Double assassinat dans la rue Morgue est une nouvelle américaine écrite par Edgar Allan Poe et publiée en 1841 dont l’histoire se déroule à Paris. Elle connaîtra un grand succès en France 15 ans après sa publication aux Etats-Unis, lorsqu’elle sera traduite par Charles Baudelaire dans le recueil Histoires Extraordinaires. Résumé, Présentation des personnages, analyse de cette nouvelle, explorons ensemble cette nouvelle d’un nouveau genre d’un grand auteur américain.
Résumé détaillé de Double Assassinat dans la rue morgue d’Edgar Allan Poe
Doubles meurtres dans un lieu clos : un mystère pour la police
Le narrateur, un étranger, raconte une histoire qui lui est arrivée à Paris, dans la première moitié du XIXe siècle. À cette époque, il vivait retiré du monde avec son ami Dupin qui appréciait de vivre la nuit, qui était doté d’une faculté d’observation et d’analyse impressionnantes.
Un soir, ils apprennent, en lisant la Gazette des tribunaux, que deux meurtres ont eu lieu dans une demeure à la rue morgue. En effet, les corps de Madame L’Espanaye et de sa fille, Camille, ont été retrouvés par les voisins et deux gendarmes alors que les deux portes donnant sur leur chambre étaient fermées à clé. Ils se sont précipités vers le logement après avoir entendu des cris et après avoir forcé l’entrée, ils ont reconnu deux voix : l’une grave et l’autre aiguë.
Le corps de Camille L’Espanaye était enfoncé dans la cheminée, la tête en bas, et présentait des marques de strangulations. Madame L’Espanaye, quant à elle, a été décapitée. Son corps gisait sur le pavé de la cour et sa tête avait été envoyée dans la cheminée. Si l’intérieur de la chambre est en désordre et que les tiroirs semblent avoir été fouillés, il est troublant que les quatre mille francs en or, que Madame L’Espanaye a retiré trois jours auparavant, soient en évidence sur le lieu du crime.
D’autre part, les nombreux témoignages sur les voix divergent à tel point qu’il est difficile de savoir l’origine de la deuxième voix présente. En effet, si tous s’accordaient sur le fait que la voix grave appartenait à un Français – les mots “diable”, “Mon Dieu !” et “sacré” ont été entendus – la voix aiguë n’a pas pu être identifiée. On a attribué cette voix à une personne qui parle italien, anglais, russe, allemand, et même français.
La police est en plein désarroi face à ce double assassinat pour lequel il n’y aurait pas de mobile et qui s’est déroulé dans un lieu clos. Toutefois, le commis de la maison de banque, Adolphe Lebon, a été arrêté et incarcéré, mais les faits ne permettent pas de l’incriminer.
:::
• Exercices à traiter:
A - Dans le texte sur Double assassinat dans la rue Morgue, quelle somme a été retrouvée en évidence sur le lieu du crime ?
B - Transcrivez le passage du texte sur Double assassinat dans la rue Morgue qui commence par « La police est » et se poursuit jusqu'à « pas de l’incriminer. ».
Les items ne sont pas nécessaires.

• Données du corpus:
:::
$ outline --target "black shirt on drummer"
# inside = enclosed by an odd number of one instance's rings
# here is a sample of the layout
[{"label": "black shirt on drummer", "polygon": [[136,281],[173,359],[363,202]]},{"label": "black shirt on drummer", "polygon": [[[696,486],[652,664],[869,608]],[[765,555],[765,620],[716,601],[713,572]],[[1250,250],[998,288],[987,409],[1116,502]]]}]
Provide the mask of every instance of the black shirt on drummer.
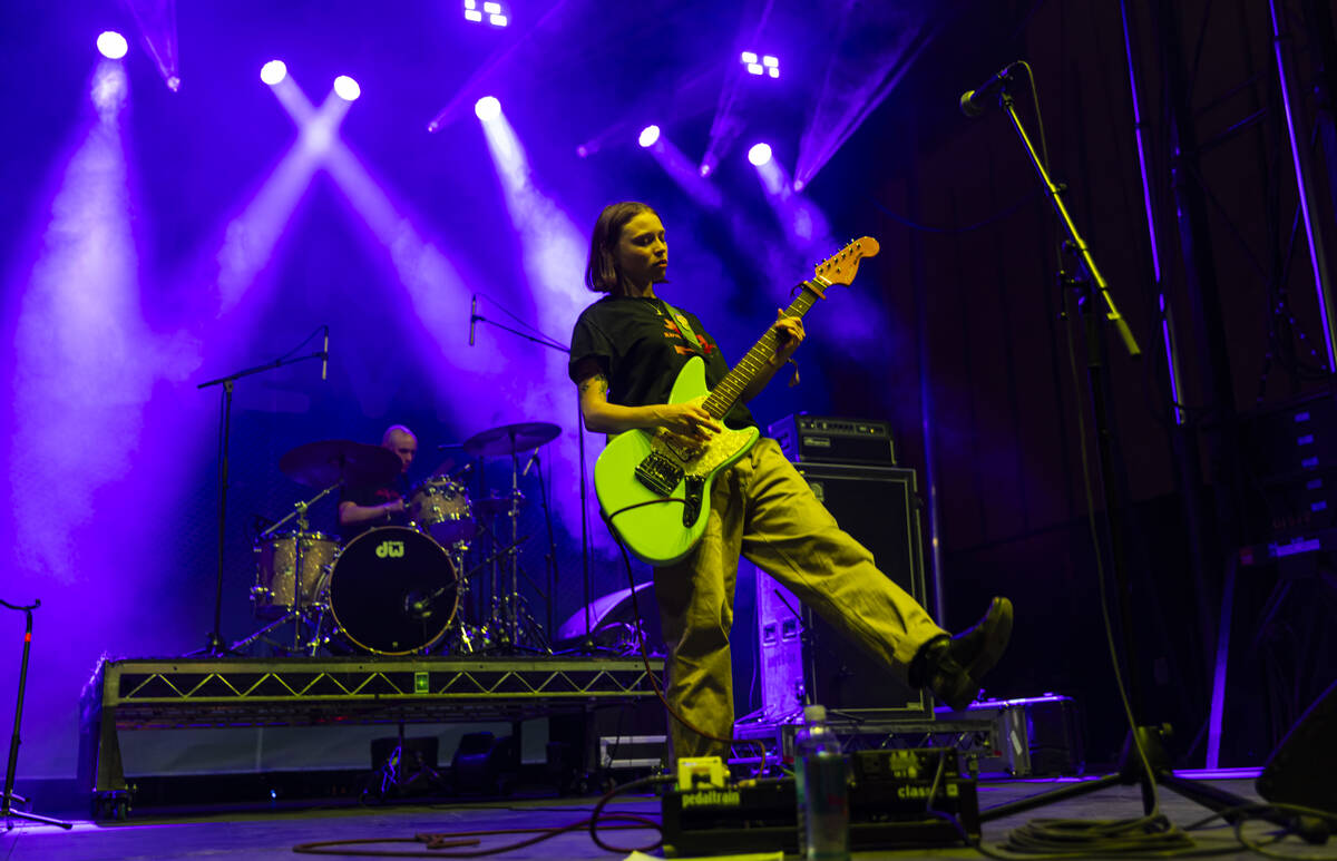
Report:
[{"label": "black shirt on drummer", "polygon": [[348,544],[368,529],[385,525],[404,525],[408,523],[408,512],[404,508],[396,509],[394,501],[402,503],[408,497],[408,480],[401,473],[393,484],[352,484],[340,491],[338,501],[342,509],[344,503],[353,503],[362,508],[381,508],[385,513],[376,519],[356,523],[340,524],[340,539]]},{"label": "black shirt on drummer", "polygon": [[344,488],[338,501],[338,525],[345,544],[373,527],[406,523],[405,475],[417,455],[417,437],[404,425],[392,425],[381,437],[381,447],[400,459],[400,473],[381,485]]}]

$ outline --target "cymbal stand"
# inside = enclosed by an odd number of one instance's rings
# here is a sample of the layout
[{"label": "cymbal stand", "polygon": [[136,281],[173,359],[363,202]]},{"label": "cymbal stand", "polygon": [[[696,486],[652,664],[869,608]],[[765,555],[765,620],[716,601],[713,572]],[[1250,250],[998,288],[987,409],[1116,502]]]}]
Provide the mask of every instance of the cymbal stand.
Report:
:::
• Réponses correctes:
A - Quatre mille francs en or.

B -
La police est en plein désarroi face à ce double assassinat pour lequel il n’y aurait pas de mobile et qui s’est déroulé dans un lieu clos. Toutefois, le commis de la maison de banque, Adolphe Lebon, a été arrêté et incarcéré, mais les faits ne permettent pas de l’incriminer.